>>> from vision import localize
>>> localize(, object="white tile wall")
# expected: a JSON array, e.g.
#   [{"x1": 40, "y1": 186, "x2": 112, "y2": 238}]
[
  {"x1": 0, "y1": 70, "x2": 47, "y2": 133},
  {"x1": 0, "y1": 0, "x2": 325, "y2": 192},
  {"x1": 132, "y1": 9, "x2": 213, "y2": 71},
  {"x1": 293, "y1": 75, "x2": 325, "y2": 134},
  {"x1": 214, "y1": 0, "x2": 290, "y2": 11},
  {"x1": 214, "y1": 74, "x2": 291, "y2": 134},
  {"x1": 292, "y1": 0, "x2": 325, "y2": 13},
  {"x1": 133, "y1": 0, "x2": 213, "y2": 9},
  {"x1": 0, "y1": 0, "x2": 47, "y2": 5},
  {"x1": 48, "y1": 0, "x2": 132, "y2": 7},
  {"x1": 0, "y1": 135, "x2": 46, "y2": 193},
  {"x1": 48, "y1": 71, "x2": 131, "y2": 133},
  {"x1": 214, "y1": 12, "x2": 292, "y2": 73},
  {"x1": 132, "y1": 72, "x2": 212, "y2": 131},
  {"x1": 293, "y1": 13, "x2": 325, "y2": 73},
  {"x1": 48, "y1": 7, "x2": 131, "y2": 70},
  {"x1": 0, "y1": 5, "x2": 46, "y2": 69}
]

_What to work on_. Reproduce the listing above, substituting "tiled wall" for "white tile wall" wherever it occurs and changing nothing else.

_Expected answer_.
>>> from vision import localize
>>> localize(, object="tiled wall")
# expected: a JSON array, e.g.
#   [{"x1": 40, "y1": 186, "x2": 112, "y2": 238}]
[
  {"x1": 0, "y1": 70, "x2": 47, "y2": 133},
  {"x1": 0, "y1": 0, "x2": 325, "y2": 192},
  {"x1": 132, "y1": 9, "x2": 213, "y2": 71},
  {"x1": 293, "y1": 75, "x2": 325, "y2": 134},
  {"x1": 214, "y1": 0, "x2": 290, "y2": 11},
  {"x1": 214, "y1": 74, "x2": 291, "y2": 134},
  {"x1": 292, "y1": 0, "x2": 325, "y2": 13},
  {"x1": 133, "y1": 0, "x2": 213, "y2": 9},
  {"x1": 0, "y1": 0, "x2": 47, "y2": 5},
  {"x1": 48, "y1": 0, "x2": 132, "y2": 7},
  {"x1": 0, "y1": 135, "x2": 46, "y2": 193},
  {"x1": 48, "y1": 71, "x2": 131, "y2": 133},
  {"x1": 214, "y1": 12, "x2": 292, "y2": 73},
  {"x1": 132, "y1": 72, "x2": 212, "y2": 131},
  {"x1": 293, "y1": 13, "x2": 325, "y2": 73},
  {"x1": 48, "y1": 7, "x2": 131, "y2": 70},
  {"x1": 0, "y1": 5, "x2": 46, "y2": 69}
]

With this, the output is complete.